## GOAL OF THE EXERCISE:
Repeat the listing in full. Nothing may be added or left out.

## Begin SUPPLIED MATERIAL

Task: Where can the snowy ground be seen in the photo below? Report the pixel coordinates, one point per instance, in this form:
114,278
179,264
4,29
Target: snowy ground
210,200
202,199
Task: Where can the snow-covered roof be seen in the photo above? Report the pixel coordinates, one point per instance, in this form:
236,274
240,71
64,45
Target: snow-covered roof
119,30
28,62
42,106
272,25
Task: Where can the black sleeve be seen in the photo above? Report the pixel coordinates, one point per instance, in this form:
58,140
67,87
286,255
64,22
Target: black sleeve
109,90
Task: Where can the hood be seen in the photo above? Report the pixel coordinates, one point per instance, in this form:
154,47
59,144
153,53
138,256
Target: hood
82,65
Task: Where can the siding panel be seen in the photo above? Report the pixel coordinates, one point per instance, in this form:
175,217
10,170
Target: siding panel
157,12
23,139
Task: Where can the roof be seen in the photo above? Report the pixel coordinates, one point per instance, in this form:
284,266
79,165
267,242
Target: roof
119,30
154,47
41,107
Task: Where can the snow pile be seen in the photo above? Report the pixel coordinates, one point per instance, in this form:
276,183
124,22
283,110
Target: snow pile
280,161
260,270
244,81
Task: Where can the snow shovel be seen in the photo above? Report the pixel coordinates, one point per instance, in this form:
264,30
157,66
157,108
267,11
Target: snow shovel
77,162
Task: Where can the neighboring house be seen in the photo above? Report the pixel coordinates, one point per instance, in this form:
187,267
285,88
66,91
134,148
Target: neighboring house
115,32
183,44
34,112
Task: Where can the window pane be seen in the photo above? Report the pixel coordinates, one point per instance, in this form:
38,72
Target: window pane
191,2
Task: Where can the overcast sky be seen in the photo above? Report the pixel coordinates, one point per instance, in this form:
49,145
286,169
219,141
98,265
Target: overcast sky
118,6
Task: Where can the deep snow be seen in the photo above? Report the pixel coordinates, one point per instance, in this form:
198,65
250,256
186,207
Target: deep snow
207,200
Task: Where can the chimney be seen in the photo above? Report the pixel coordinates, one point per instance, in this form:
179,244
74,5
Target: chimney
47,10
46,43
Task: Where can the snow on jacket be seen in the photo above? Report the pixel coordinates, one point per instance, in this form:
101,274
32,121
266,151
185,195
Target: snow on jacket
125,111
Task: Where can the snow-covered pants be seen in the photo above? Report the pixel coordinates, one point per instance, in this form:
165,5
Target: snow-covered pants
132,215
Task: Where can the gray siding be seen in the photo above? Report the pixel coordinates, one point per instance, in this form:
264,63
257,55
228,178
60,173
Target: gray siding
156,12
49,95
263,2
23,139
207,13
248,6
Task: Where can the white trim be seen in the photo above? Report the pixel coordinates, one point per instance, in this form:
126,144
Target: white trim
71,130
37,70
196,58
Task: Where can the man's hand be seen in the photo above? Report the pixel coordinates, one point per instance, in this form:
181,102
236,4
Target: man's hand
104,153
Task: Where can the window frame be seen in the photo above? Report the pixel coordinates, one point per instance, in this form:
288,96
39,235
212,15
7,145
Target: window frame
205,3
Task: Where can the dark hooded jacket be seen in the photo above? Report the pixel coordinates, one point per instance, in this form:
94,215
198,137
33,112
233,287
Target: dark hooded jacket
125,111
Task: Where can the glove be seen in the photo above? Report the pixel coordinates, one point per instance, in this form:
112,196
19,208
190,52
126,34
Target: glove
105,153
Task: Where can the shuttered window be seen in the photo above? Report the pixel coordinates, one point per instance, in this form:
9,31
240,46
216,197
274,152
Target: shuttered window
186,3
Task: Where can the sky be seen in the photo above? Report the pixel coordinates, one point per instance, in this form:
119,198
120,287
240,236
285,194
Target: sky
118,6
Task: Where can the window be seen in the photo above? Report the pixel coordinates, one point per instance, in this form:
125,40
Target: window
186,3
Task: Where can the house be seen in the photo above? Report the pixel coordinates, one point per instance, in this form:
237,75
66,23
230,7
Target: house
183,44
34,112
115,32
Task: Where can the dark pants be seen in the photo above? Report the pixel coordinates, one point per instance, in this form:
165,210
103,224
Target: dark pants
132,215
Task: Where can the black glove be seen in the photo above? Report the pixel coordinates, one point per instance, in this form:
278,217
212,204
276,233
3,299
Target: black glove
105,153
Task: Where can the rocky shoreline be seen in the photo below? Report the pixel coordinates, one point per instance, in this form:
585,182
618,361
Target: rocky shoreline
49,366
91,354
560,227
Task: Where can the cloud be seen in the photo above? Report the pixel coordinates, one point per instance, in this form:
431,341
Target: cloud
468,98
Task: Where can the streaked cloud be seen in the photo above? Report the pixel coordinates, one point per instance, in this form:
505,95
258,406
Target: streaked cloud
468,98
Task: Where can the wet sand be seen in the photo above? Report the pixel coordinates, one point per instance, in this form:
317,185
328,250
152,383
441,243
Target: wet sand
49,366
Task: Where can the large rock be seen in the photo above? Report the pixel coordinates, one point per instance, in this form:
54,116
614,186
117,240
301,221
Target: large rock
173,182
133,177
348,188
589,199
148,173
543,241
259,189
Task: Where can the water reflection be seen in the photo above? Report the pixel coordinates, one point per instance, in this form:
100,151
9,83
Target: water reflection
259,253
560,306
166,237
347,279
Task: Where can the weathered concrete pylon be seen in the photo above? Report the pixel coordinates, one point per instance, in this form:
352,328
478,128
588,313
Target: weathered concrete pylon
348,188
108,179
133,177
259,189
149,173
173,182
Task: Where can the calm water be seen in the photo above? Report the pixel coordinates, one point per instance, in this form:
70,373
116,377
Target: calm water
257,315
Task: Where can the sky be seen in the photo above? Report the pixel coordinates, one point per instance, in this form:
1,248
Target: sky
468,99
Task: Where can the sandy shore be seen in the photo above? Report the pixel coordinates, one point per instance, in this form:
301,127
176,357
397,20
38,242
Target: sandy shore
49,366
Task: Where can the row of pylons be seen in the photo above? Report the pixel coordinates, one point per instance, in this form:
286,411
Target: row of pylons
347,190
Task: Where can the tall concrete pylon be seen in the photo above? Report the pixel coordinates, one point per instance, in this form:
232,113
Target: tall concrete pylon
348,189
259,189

## End SUPPLIED MATERIAL

## RESULT BELOW:
Task: Where can the snowy ground be seen in the photo below? Report the pixel coordinates, one point per instance, in this form:
114,278
179,264
4,29
Target: snowy ground
210,200
202,199
Task: Where can the snow-covered roof be seen in the photo above? Report the pixel coordinates, one point per instance, in this form:
236,274
240,71
64,45
Target: snow-covered roof
119,30
28,62
42,106
272,25
Task: Where can the black sleeve be seen in the photo above? Report the pixel coordinates, one point per instance, in this form:
58,140
67,87
286,255
64,22
Target: black sleeve
109,90
Task: Where can the hood be seen in the photo above? Report the pixel coordinates, one point per instance, in this form:
154,47
59,144
153,53
138,256
Target: hood
82,65
Task: Where can the siding panel be seen in the photo above? Report the pixel coordinates, one point per instance, in this form:
175,217
10,170
Target: siding panel
157,12
23,139
Task: Where can the roof be seen in the photo above? Report the pixel coordinates, one point per instance, in this form:
284,266
79,165
267,242
Target: roof
119,30
154,47
41,107
Task: Where can the snow pile be seen in the photo above? Report the pixel coordinates, one point per instance, in this form:
276,183
124,22
283,110
Target: snow pile
280,161
260,270
244,81
Task: Where can the snow shovel be seen in the photo above? Report the pixel coordinates, one point per instance, in this form:
264,30
157,66
157,108
267,11
Target: snow shovel
77,162
Task: Where can the neighboring house be seen in the photo above? Report the pixel coordinates, one point per instance, in this form:
187,267
285,88
66,91
134,148
Target: neighboring house
115,32
183,44
34,112
Task: Where can the window pane be seen in the photo above? Report the pixel coordinates, one point per instance, in this form:
38,72
Target: window pane
191,2
Task: Where can the overcast sky be seen in the photo above? Report the pixel coordinates, one point per instance, in this form:
49,145
286,169
219,141
98,265
Target: overcast sky
118,6
Task: Where can the deep snow be seen in the photo above? Report the pixel coordinates, one point per instance, in this form:
198,65
250,256
186,207
Target: deep snow
207,200
Task: Where can the chimney be seen in the photo above? Report the pixel coordinates, one point per instance, in this form:
179,244
74,5
Target: chimney
47,10
46,43
Task: Where can the snow on jacket be seen in the photo above? Report the pixel coordinates, one point per instance, in this form:
101,274
32,121
266,151
185,195
Target: snow on jacket
125,111
Task: Where can the snow-covered pants be seen in the photo above? Report the pixel coordinates, one point per instance, in this form:
165,5
Target: snow-covered pants
132,215
Task: Where can the gray siding be seen in the photo above? Report the pixel coordinates, one point per instance, in this form:
264,63
257,55
228,178
60,173
Target: gray siding
156,12
49,95
263,2
23,139
207,13
248,6
Task: Where can the white trim be seen in the photo above? Report the pixel coordinates, one point per instance, in this form:
126,144
Target: white trim
71,130
37,70
196,58
Task: Where can the man's hand be seen in the photo above? Report the pixel coordinates, one point per instance, in this form:
181,102
236,4
Target: man's hand
104,153
Task: Where can the window frame be seen in the photo above? Report the pixel coordinates, one point per instance, in this form:
288,96
39,235
212,15
7,145
Target: window frame
205,3
Task: Where can the dark hooded jacket be seen in the photo above? Report the pixel coordinates, one point per instance, in this form:
94,215
198,137
33,112
233,287
Target: dark hooded jacket
125,111
Task: Where can the glove be seen in the photo above? Report the pixel coordinates, one point per instance, in this form:
112,196
19,208
190,52
126,34
Target: glove
105,153
Task: Where can the shuttered window be seen in the photo above? Report the pixel coordinates, one point per instance, in this form:
9,31
240,46
216,197
274,152
Target: shuttered window
186,3
Task: Where can the sky be seen in the photo above? Report the pixel coordinates, one point per instance, in this form:
119,198
120,287
240,236
285,194
Target: sky
118,6
Task: Where can the window be seen in the photo above? Report the pixel coordinates, one point per instance, in this form:
125,40
Target: window
186,3
Task: Where can the house be seen in the photo above? Report the pixel coordinates, one point per instance, in this form:
237,75
66,23
230,7
Target: house
183,44
34,112
115,32
Task: Where can the dark pants be seen in the photo above? Report the pixel coordinates, one point per instance, in this form:
165,210
103,224
Target: dark pants
132,215
Task: Where can the black glove be seen in the photo above? Report the pixel coordinates, one point per instance, in this form:
278,217
212,204
276,233
3,299
Target: black glove
105,153
Task: Where can the rocky shoreline be seen in the photo below? Report the pixel coordinates, one point per instance, in this form:
585,182
618,361
Target: rocky shoreline
49,366
91,354
560,227
Task: Where can the cloud be seen in the photo above? Report the pixel coordinates, one point per instance, in this form:
431,341
Target: cloud
468,98
Task: Where can the streaked cloud be seen in the photo above? Report the pixel coordinates, one point per instance, in this form:
505,95
258,406
Target: streaked cloud
468,98
Task: Where can the wet sand be seen in the photo above? Report the pixel coordinates, one point per instance, in this form:
317,185
328,250
152,383
441,243
Target: wet sand
49,366
Task: Where can the large rock be seen in the photo above? Report the pixel coordinates, one point per instance, in this form:
54,116
614,186
117,240
301,221
Target: large rock
173,182
133,177
348,188
589,199
148,173
543,241
259,189
Task: Where can the water reflection be seen in the photo above? Report the pixel coordinates, one point per instance, in this form:
100,151
9,83
Target: water reflection
259,253
560,306
166,237
347,279
Task: Where can the weathered concrete pylon be seen in the photo above? Report the pixel coordinates, one point per instance, in this form:
352,328
478,128
588,313
Target: weathered concrete pylon
348,188
108,179
133,177
259,189
149,173
173,182
Task: Where can the calm water be seen in the photo above? Report the pixel coordinates, one point per instance, in this form:
70,373
116,377
Target: calm water
257,315
Task: Where can the sky be seen in the photo above? Report the pixel coordinates, one point per instance, in this form:
1,248
Target: sky
468,99
Task: Where can the sandy shore be seen in the photo above? Report the pixel coordinates, one point per instance, in this form:
301,127
176,357
397,20
38,242
Target: sandy shore
49,366
Task: Where can the row of pylons be seen in the photo above? Report the pixel coordinates, one point per instance, in this form:
286,411
Target: row of pylons
347,190
Task: Where can the tall concrete pylon be seen in the photo above? Report the pixel coordinates, one point per instance, in this form:
232,113
Target: tall concrete pylon
348,189
259,189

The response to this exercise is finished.